- **Input rows**
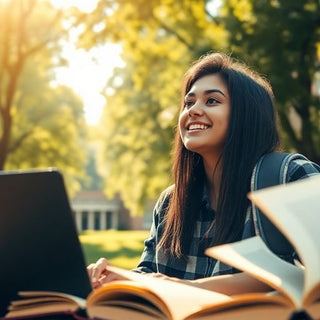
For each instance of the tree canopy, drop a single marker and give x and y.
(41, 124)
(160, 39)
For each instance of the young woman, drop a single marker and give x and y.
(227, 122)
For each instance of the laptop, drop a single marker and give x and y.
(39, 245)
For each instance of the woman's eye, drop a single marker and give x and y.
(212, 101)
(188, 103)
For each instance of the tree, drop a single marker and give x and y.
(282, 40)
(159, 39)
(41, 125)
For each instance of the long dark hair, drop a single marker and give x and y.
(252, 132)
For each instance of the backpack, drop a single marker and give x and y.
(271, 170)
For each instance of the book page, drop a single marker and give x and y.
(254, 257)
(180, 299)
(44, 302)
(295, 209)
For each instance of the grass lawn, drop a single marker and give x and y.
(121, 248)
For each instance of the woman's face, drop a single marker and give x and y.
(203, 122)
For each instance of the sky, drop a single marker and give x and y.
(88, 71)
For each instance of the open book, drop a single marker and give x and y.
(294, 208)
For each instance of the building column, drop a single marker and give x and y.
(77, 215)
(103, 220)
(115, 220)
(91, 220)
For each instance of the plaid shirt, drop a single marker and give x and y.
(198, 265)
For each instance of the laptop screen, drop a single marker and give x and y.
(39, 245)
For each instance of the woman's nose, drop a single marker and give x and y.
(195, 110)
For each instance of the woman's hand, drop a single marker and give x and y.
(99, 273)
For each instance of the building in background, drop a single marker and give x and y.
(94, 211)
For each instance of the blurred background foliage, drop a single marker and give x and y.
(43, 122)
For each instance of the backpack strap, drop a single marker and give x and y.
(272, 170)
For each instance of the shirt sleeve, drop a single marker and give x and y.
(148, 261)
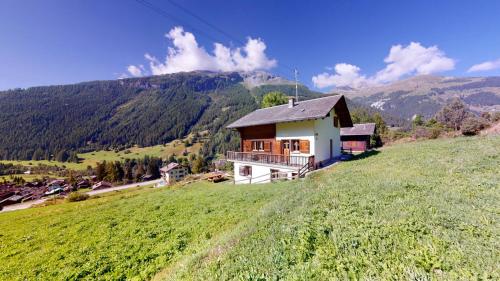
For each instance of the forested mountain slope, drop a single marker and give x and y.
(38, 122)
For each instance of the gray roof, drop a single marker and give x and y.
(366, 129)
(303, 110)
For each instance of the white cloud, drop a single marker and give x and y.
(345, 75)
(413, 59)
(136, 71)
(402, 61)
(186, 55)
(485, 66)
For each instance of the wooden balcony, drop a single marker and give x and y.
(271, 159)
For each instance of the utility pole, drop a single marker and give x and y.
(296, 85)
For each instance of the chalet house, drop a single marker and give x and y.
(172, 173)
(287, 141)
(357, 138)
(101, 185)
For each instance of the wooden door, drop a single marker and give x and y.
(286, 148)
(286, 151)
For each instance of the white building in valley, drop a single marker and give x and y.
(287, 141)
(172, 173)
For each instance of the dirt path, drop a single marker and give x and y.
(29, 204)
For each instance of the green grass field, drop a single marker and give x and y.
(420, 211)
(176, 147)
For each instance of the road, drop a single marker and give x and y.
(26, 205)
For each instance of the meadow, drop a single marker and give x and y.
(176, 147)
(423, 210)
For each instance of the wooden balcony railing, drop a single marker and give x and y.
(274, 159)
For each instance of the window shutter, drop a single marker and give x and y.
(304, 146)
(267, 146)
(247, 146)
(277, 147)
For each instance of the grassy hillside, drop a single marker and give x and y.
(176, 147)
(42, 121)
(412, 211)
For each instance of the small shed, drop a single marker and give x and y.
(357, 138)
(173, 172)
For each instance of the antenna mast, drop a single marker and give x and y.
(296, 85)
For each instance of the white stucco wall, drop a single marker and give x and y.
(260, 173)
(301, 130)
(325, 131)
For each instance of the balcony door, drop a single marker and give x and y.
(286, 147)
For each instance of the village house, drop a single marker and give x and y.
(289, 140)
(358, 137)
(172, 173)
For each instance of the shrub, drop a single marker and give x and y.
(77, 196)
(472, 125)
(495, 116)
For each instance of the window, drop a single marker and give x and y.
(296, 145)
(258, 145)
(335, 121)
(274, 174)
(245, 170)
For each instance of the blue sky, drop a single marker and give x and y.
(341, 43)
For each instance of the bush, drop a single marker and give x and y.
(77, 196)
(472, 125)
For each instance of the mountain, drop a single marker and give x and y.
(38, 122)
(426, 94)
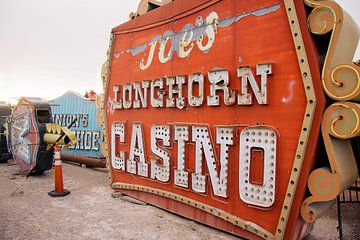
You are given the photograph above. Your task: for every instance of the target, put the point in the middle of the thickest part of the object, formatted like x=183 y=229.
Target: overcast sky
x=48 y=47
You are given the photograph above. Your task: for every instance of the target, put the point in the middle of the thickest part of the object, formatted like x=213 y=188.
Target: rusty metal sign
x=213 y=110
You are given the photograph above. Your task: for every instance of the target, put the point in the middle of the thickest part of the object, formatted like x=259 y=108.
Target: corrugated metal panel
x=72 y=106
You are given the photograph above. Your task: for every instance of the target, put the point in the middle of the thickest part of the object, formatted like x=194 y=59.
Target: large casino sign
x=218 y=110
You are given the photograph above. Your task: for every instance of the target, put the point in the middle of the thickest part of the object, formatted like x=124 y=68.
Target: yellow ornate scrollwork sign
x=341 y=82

- **Goal**
Put every line of the rows above into a JSON list of strings, one string per line, with blank lines left out. Leave the pictures out of the answer.

- **Answer in full**
[
  "For each instance of the tree canopy, drop a single marker and give x and y.",
  "(41, 124)",
  "(160, 39)",
  "For each instance of the young woman, drop a single marker and give x and y.",
  "(227, 122)",
  "For each instance of the laptop, drop a single marker and give x and y.",
  "(39, 245)",
  "For each instance of the woman's eye, drop a single marker and give x and y.",
  "(212, 101)",
  "(188, 103)",
  "For each instance of the tree, drop a single marker and give x and y.",
  "(282, 40)",
  "(159, 39)",
  "(41, 125)",
  "For each instance of the long dark hair, drop a single marker and give x and y.",
  "(252, 132)",
  "For each instance of the backpack, drop a single marker and give x and y.",
  "(271, 170)",
  "For each instance of the book page, drop a single marker and give x and y.",
  "(254, 257)",
  "(180, 299)",
  "(44, 302)",
  "(295, 209)",
  "For each instance of the grass lawn, drop a single marker and give x and y.",
  "(121, 248)",
  "For each instance of the woman's face, drop a single marker and give x and y.",
  "(203, 122)",
  "For each instance of the sky, drop a single marker and give x and y.",
  "(88, 71)",
  "For each instance of the open book, drop a single marker and give x and y.",
  "(294, 208)",
  "For each instance of the building column, drop a single marker and give x and y.",
  "(77, 215)",
  "(103, 220)",
  "(115, 220)",
  "(91, 220)",
  "For each instance of the plaid shirt, drop a single marker and give x and y.",
  "(198, 265)",
  "For each instance of the laptop screen, drop a single marker and give x and y.",
  "(39, 245)",
  "For each instance of the woman's nose, drop a single marker and give x and y.",
  "(195, 110)",
  "For each instance of the woman's hand, drop a single marker and give x and y.",
  "(99, 273)",
  "For each instance of the building in background, drop a single marker and give x and y.",
  "(94, 211)",
  "For each instance of the blurred background foliage, drop a single marker and give x and y.",
  "(43, 122)",
  "For each instance of the backpack strap, drop a single marker and give x and y.",
  "(272, 170)",
  "For each instance of the shirt sleeve, drop a single marker and give x and y.",
  "(148, 261)",
  "For each instance of the forested mountain slope, drop a single marker and give x and y.",
  "(38, 122)",
  "For each instance of the gray roof, drop a single marker and give x and y.",
  "(366, 129)",
  "(303, 110)",
  "For each instance of the white cloud, drop a single marker and give x and y.",
  "(345, 75)",
  "(413, 59)",
  "(136, 71)",
  "(402, 61)",
  "(186, 55)",
  "(485, 66)",
  "For each instance of the wooden balcony, drop a single marker and give x and y.",
  "(271, 159)",
  "For each instance of the utility pole, drop a single marker and give x and y.",
  "(296, 85)",
  "For each instance of the chalet house, drop a single marker and give x and y.",
  "(172, 173)",
  "(287, 141)",
  "(357, 138)",
  "(101, 185)",
  "For each instance of the wooden door, drop a single marker and give x and y.",
  "(286, 148)",
  "(286, 151)",
  "For each instance of the white building in valley, drop a single marker and give x and y.",
  "(287, 141)",
  "(172, 173)",
  "For each instance of the dirt path, drop a single marker and give x and y.",
  "(29, 204)",
  "For each instance of the green grass field, drop a single marker and give x and y.",
  "(420, 211)",
  "(176, 147)",
  "For each instance of the road, drop a single marker and give x and y.",
  "(26, 205)",
  "For each instance of the meadow, drop a single marker and give x and y.",
  "(176, 147)",
  "(423, 210)",
  "For each instance of the wooden balcony railing, drop a single marker and give x and y.",
  "(274, 159)",
  "For each instance of the window shutter, drop a single marker and give x and y.",
  "(304, 146)",
  "(267, 146)",
  "(247, 146)",
  "(277, 147)",
  "For each instance of the grassy hillside, drop a single marker and give x and y.",
  "(176, 147)",
  "(42, 121)",
  "(412, 211)",
  "For each instance of the small shed, drop a single marker and give x and y.",
  "(357, 138)",
  "(173, 172)",
  "For each instance of the antenna mast, drop a single marker and give x and y.",
  "(296, 85)",
  "For each instance of the white stucco wall, drop a single marker and give x and y.",
  "(260, 173)",
  "(301, 130)",
  "(325, 131)",
  "For each instance of the balcony door, drop a single marker and give x and y.",
  "(286, 147)",
  "For each instance of the village house, drop a single marker and give x and y.",
  "(289, 140)",
  "(358, 137)",
  "(172, 173)",
  "For each instance of the shrub, drop a single marker and give x and y.",
  "(77, 196)",
  "(472, 125)",
  "(495, 116)",
  "For each instance of the window, drop a single marker and give x and y.",
  "(296, 145)",
  "(258, 145)",
  "(335, 121)",
  "(274, 174)",
  "(245, 170)",
  "For each instance of the blue sky, drop a single marker and give x and y.",
  "(341, 43)",
  "For each instance of the bush, drop a single marker and give x and y.",
  "(77, 196)",
  "(472, 125)",
  "For each instance of the mountain, drop a single marker and give x and y.",
  "(38, 122)",
  "(426, 94)",
  "You are given the photograph above. Your task: for every instance of the target, put the point in the middle of the thickest part of the object, formatted like x=183 y=229.",
  "Target: overcast sky",
  "x=48 y=47",
  "You are given the photograph above. Your task: for every instance of the target, put the point in the middle of the thickest part of the object, formatted like x=213 y=188.",
  "Target: rusty metal sign",
  "x=213 y=110",
  "You are given the photograph above. Your task: for every instance of the target, put the point in the middle of the thickest part of the object, formatted like x=259 y=108.",
  "Target: corrugated metal panel",
  "x=72 y=106",
  "You are given the photograph above. Your task: for every instance of the target, put the point in the middle of the thickest part of the object, formatted like x=194 y=59.",
  "Target: large casino sign",
  "x=218 y=110",
  "You are given the photograph above. Your task: for every instance of the target, put the point in the middle of the thickest part of the object, formatted like x=124 y=68.",
  "Target: yellow ornate scrollwork sign",
  "x=341 y=82"
]